SUPPLIED RECORDS:
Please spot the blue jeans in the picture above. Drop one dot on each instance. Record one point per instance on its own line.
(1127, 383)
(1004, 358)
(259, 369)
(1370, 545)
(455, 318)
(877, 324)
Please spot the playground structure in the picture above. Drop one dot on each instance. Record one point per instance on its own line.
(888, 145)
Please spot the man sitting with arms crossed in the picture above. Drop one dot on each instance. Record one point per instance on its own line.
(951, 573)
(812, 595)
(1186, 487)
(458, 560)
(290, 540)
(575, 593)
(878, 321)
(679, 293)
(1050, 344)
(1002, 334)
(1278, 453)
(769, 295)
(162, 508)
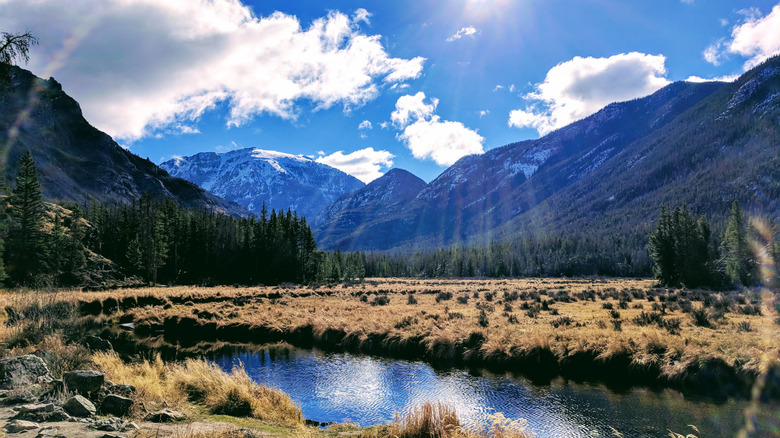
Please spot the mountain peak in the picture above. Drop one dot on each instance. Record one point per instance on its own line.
(76, 161)
(253, 177)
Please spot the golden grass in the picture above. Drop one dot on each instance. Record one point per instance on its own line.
(200, 382)
(506, 329)
(506, 332)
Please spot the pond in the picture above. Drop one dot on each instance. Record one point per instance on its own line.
(342, 387)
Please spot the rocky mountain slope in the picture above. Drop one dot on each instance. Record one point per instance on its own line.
(705, 143)
(381, 198)
(76, 161)
(251, 177)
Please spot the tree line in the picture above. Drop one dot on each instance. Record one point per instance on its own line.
(159, 242)
(155, 240)
(685, 253)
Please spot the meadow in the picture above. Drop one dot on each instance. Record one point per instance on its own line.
(623, 331)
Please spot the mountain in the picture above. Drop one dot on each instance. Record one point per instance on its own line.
(77, 162)
(251, 177)
(381, 198)
(705, 143)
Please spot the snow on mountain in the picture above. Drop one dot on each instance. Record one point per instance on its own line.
(252, 176)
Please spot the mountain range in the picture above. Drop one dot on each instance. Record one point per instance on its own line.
(254, 177)
(705, 143)
(77, 162)
(607, 174)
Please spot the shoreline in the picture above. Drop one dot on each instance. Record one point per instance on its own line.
(712, 378)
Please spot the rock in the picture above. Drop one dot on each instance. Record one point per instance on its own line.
(165, 416)
(50, 432)
(23, 370)
(97, 344)
(16, 426)
(41, 412)
(84, 381)
(116, 405)
(123, 389)
(110, 424)
(79, 406)
(56, 388)
(131, 426)
(16, 397)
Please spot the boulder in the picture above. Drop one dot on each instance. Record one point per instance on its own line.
(110, 424)
(165, 416)
(84, 381)
(96, 343)
(116, 405)
(17, 426)
(79, 406)
(23, 370)
(41, 412)
(50, 432)
(124, 390)
(16, 397)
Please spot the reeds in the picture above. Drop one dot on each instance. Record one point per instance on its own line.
(201, 383)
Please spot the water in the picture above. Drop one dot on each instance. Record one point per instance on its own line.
(367, 390)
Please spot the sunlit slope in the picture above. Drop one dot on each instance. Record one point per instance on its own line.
(705, 143)
(76, 161)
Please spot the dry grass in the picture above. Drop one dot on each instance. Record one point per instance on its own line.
(203, 383)
(507, 319)
(489, 321)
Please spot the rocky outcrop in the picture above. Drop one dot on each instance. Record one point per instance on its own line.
(165, 416)
(78, 406)
(85, 382)
(113, 404)
(19, 371)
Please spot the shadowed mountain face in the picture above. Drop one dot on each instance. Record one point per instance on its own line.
(251, 177)
(76, 161)
(705, 143)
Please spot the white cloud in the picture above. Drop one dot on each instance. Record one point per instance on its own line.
(469, 31)
(364, 164)
(443, 142)
(756, 38)
(728, 78)
(430, 138)
(139, 66)
(578, 88)
(409, 108)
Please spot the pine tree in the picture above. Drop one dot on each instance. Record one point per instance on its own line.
(662, 248)
(26, 243)
(737, 258)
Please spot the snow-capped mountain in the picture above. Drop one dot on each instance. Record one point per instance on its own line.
(76, 162)
(251, 177)
(706, 143)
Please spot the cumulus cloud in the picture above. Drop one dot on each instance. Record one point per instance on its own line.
(139, 66)
(727, 78)
(578, 88)
(364, 164)
(409, 108)
(756, 38)
(469, 31)
(430, 138)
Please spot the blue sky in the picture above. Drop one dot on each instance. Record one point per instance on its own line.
(369, 85)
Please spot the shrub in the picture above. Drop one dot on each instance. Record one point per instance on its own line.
(443, 296)
(380, 300)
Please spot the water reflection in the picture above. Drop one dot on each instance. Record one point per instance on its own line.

TASK PROMPT:
Every entry above needs to be retyped exactly; drop the pictures.

THE ANSWER:
Please spot the blue jeans in the picture above. Drop one dot on each instance. Record one point per instance on its own line.
(1127, 383)
(1004, 358)
(259, 369)
(1370, 545)
(455, 318)
(877, 324)
Please spot the playground structure in the picture above. Drop one dot on each instance. Record one point per instance on its own line.
(888, 145)
Please spot the man sitting with arms crossed in the picture above. Drop one dot on each instance. Record one point per instance on its own line.
(951, 573)
(812, 595)
(1186, 487)
(458, 560)
(290, 540)
(575, 593)
(878, 321)
(679, 293)
(1050, 344)
(1002, 334)
(1278, 453)
(769, 295)
(162, 508)
Please spot the mountain peak in the picture above. Drop one dot on each instance. Record one point per instance on its own line.
(76, 161)
(253, 177)
Please spot the golden grass in the picture above. Drop one dot on each instance. Record one point per instance on its own line.
(200, 382)
(506, 329)
(506, 332)
Please spot the pond in the picture above. Drop one dot on each instance. Record one point per instance on its own line.
(342, 387)
Please spot the rocky mountain slope in the picture above. Drop one dot on each instance. Record one point per instance on its own line.
(705, 143)
(381, 198)
(76, 161)
(251, 177)
Please spot the tree line in the picture above. Drop one dot on each instance. Record one point per instance on its own line.
(159, 242)
(155, 240)
(685, 253)
Please spot the meadow in the picture above. Drop one dot on each instance. Record one point per instance on its own line.
(623, 331)
Please spot the mountain in the picture above. Drop one dot on each instance. Record one point per instance on its own line.
(77, 162)
(251, 177)
(381, 198)
(705, 143)
Please spot the snow on mountain in the picture above. Drop one dot on each instance. Record one point per instance on its own line.
(252, 176)
Please spot the mountain range in the picture above. Drop one dot on each instance. Record one point per instance on its own line.
(254, 177)
(705, 143)
(77, 162)
(607, 174)
Please spot the shoreline in the picture above. Drop one dot on each instance. Record one point per instance on its own line.
(712, 378)
Please spot the rock in the picture above. Drop one dot on each instance. Record one point per instance on its own line.
(165, 416)
(50, 432)
(23, 370)
(97, 344)
(16, 426)
(41, 412)
(84, 381)
(116, 405)
(123, 389)
(110, 424)
(79, 406)
(56, 388)
(131, 426)
(16, 397)
Please spot the boulder in the picture above. Drop one dot on each instance. Record one point per instance on its own line.
(110, 424)
(165, 416)
(84, 381)
(96, 343)
(116, 405)
(17, 426)
(79, 406)
(23, 370)
(41, 412)
(50, 432)
(124, 390)
(16, 397)
Please spot the reeds in the picture above. Drop one dot on each instance. Record one point per instance on its own line.
(201, 383)
Please spot the water in the picture above. Drop one dot on each instance. Record one point per instance on its own line.
(367, 390)
Please spot the sunlit slope in the picture above. Drop one dot on each instance. Record one point per instance on its own line.
(705, 143)
(76, 161)
Please spot the dry grass in the picture above. Drop one dot on each instance. Record one point per instance on its own line.
(203, 383)
(507, 319)
(489, 321)
Please spot the rocky outcrop in the picture above. Drop one dot on each instance. Record one point per instance on its own line.
(165, 416)
(78, 406)
(85, 382)
(113, 404)
(19, 371)
Please spot the shadowed mountain face in the picture above. Drop one dot on each instance. Record one point per instance on its own line.
(251, 177)
(76, 161)
(705, 143)
Please spot the white cloud in the picture above. Drop one dot on each instance. Record one point per instance on its own line.
(469, 31)
(364, 164)
(443, 142)
(756, 38)
(728, 78)
(430, 138)
(139, 66)
(578, 88)
(409, 108)
Please spot the pine tree in the picture above. Drop one dot on each instance. Record one point per instance on its own line.
(662, 248)
(26, 243)
(737, 258)
Please spot the snow-capped mountain in the picture above. Drop one dot on each instance. Record one point per instance on its own line.
(76, 162)
(251, 177)
(706, 143)
Please spot the cumulus cloud in the picture above. Drop one dot on each instance. Record one point per instance on its own line.
(139, 66)
(727, 78)
(578, 88)
(364, 164)
(409, 108)
(756, 38)
(469, 31)
(430, 138)
Please spot the blue sky in the picture above. Drop one dot on each instance. Record one point per instance on its own line.
(369, 85)
Please spot the shrub in the picture above. Drop one dot on each instance. Record one point per instance on its own line.
(443, 296)
(380, 300)
Please spot the water reflection in the picture above. Drop one dot on each instance. Record one point per instance on its own line.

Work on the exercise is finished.